:: LISTED ENTRIES
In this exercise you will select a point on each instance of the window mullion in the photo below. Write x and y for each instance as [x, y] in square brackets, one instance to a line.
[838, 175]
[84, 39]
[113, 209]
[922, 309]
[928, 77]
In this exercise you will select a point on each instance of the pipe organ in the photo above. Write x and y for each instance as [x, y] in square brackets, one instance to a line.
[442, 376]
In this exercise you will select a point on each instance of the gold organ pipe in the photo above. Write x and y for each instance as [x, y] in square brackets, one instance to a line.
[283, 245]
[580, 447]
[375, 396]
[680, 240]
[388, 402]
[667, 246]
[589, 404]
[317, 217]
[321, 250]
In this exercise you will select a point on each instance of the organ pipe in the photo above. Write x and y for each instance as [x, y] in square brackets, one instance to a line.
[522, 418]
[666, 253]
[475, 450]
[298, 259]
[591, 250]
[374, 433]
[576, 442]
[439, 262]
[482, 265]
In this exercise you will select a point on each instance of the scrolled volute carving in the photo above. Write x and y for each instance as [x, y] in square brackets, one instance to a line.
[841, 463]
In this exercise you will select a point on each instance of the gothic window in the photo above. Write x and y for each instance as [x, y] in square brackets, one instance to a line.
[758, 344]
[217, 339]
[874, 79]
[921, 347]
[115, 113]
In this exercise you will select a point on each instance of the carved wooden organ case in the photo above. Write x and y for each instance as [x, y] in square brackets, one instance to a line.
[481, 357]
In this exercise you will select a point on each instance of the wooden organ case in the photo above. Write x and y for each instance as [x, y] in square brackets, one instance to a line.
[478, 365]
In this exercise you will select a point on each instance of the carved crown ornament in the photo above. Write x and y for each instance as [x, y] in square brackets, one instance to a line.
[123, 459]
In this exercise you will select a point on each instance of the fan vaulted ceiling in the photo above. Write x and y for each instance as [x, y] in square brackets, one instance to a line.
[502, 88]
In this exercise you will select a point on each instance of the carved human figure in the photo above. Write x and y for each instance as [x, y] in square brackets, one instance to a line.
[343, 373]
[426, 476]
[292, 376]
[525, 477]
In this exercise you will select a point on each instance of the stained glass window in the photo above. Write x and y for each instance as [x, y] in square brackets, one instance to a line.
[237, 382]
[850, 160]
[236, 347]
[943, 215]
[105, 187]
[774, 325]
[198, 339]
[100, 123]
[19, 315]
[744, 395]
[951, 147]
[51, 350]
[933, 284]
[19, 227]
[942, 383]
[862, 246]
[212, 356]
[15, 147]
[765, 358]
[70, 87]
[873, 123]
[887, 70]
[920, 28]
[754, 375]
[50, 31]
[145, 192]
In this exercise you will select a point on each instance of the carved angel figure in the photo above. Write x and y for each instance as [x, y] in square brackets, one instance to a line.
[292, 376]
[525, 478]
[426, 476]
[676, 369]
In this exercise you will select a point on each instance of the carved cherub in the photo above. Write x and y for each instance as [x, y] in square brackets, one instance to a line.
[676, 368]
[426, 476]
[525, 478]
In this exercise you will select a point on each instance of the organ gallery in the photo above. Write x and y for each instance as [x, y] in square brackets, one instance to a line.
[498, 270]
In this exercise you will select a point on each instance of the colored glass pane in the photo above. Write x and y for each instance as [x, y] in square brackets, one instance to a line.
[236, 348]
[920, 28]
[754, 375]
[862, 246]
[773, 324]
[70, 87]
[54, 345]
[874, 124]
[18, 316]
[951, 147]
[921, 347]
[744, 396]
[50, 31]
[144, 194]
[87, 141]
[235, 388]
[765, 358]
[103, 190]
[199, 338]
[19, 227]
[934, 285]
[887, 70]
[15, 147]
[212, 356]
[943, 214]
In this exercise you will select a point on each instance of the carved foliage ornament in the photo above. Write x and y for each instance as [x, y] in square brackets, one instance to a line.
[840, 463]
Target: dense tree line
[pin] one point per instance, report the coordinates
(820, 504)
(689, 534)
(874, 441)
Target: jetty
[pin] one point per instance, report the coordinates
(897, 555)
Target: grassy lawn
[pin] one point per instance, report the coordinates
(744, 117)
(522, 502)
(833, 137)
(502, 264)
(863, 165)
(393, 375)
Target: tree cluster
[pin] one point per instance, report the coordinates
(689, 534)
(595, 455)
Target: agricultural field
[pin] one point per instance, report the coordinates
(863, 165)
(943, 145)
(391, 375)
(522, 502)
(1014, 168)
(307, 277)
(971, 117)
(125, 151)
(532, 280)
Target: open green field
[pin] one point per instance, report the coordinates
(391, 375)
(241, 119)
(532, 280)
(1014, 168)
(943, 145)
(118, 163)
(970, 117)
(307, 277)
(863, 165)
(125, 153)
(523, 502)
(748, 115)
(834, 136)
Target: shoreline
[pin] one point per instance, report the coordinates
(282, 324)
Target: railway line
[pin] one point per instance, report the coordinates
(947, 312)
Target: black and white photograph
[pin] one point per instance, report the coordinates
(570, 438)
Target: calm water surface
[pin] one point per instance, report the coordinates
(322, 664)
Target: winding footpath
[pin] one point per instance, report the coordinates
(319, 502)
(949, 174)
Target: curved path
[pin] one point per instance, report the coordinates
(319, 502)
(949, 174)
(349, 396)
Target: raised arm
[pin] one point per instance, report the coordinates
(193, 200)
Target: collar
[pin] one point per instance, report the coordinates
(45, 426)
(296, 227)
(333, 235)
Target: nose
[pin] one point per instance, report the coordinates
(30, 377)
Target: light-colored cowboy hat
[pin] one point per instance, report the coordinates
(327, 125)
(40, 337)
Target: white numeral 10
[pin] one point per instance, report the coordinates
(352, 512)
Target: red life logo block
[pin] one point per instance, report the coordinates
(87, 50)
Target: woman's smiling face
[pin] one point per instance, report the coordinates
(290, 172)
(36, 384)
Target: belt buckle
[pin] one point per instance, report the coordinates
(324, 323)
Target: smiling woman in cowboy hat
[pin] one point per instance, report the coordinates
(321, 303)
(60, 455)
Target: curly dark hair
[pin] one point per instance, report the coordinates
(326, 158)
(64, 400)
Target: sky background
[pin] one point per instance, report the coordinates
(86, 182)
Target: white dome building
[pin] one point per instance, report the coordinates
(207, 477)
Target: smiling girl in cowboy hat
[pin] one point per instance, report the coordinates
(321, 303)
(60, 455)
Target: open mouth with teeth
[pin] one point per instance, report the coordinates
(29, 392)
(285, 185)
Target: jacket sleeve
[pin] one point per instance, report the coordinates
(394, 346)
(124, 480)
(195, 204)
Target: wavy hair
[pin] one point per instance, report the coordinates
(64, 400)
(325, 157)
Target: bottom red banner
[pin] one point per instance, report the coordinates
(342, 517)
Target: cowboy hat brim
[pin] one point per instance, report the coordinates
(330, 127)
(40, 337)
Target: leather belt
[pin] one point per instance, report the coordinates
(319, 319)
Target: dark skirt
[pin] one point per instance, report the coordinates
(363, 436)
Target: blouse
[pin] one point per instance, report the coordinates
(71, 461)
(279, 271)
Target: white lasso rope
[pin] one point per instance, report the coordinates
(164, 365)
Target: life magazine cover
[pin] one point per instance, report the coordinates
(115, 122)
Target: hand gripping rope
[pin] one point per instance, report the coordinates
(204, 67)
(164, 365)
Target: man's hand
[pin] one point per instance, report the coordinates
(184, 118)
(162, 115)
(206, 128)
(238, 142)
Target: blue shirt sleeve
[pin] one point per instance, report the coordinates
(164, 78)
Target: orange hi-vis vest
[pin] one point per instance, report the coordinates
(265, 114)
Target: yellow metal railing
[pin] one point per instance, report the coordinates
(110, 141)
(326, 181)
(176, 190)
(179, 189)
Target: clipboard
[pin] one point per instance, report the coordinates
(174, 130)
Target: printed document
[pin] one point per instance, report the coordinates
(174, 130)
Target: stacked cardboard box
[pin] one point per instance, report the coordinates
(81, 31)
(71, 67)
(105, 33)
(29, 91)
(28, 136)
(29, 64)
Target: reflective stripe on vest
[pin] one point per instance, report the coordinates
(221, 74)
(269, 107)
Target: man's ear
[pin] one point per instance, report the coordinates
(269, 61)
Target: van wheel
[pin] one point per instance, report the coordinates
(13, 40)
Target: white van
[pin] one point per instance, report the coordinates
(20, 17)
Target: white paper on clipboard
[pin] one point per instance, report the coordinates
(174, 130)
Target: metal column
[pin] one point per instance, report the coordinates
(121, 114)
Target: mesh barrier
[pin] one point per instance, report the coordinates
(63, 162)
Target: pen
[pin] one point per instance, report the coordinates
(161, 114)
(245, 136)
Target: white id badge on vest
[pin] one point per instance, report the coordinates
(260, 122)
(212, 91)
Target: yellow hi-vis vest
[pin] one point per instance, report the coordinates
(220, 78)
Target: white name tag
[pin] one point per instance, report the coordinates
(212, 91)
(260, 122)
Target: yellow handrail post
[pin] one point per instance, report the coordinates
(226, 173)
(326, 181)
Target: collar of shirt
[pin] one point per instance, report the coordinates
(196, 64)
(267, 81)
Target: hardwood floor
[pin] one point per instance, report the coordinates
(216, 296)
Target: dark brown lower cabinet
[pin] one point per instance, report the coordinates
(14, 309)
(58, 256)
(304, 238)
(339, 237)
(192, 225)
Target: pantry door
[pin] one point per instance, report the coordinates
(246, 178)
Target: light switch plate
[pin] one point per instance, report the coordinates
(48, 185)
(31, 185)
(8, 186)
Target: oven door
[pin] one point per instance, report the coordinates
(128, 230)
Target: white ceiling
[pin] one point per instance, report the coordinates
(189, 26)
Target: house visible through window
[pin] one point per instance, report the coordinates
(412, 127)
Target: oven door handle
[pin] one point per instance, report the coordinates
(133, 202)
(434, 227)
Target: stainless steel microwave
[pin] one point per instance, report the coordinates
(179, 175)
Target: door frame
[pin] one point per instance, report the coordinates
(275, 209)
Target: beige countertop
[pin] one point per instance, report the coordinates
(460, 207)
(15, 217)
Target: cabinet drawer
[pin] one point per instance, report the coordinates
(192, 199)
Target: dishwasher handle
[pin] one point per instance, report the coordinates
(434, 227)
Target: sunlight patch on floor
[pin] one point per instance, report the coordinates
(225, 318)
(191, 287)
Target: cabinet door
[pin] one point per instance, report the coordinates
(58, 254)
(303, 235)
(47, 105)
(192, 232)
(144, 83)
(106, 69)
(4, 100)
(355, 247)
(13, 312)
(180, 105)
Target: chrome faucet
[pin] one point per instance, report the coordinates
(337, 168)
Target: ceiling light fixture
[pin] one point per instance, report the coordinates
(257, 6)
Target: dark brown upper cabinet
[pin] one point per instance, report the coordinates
::::
# TASK REQUIREMENTS:
Return precisely the lines of the records, starting with the line that holds "Target: white ceiling" and ending with the last one.

# ANSWER FOR THIS EXERCISE:
Target: white ceiling
[pin] one point per instance, report the coordinates
(189, 26)
Target: house visible through window
[pin] one point per instance, report the coordinates
(412, 127)
Target: oven door handle
[pin] one point per instance, report the coordinates
(133, 202)
(434, 227)
Target: stainless steel microwave
[pin] one point per instance, report the coordinates
(179, 175)
Target: door frame
[pin] one point per instance, report the coordinates
(275, 209)
Target: beige countertop
[pin] one point per instance, report the coordinates
(460, 207)
(15, 217)
Target: cabinet drawer
[pin] one point per instance, report the coordinates
(192, 199)
Target: dishwasher handle
[pin] one point per instance, report the coordinates
(434, 227)
Target: sunlight patch on floor
[pin] one point per instance, report the coordinates
(225, 318)
(191, 287)
Target: cabinet door
[pin] one point per instance, report the coordinates
(58, 254)
(303, 235)
(47, 105)
(192, 232)
(144, 83)
(106, 69)
(4, 100)
(355, 247)
(13, 312)
(180, 105)
Target: chrome faucet
[pin] one point per instance, report the coordinates
(337, 168)
Target: ceiling light fixture
[pin] one point per instance, report the coordinates
(257, 6)
Target: dark brown upper cabinet
[pin] one point per instance, report the coordinates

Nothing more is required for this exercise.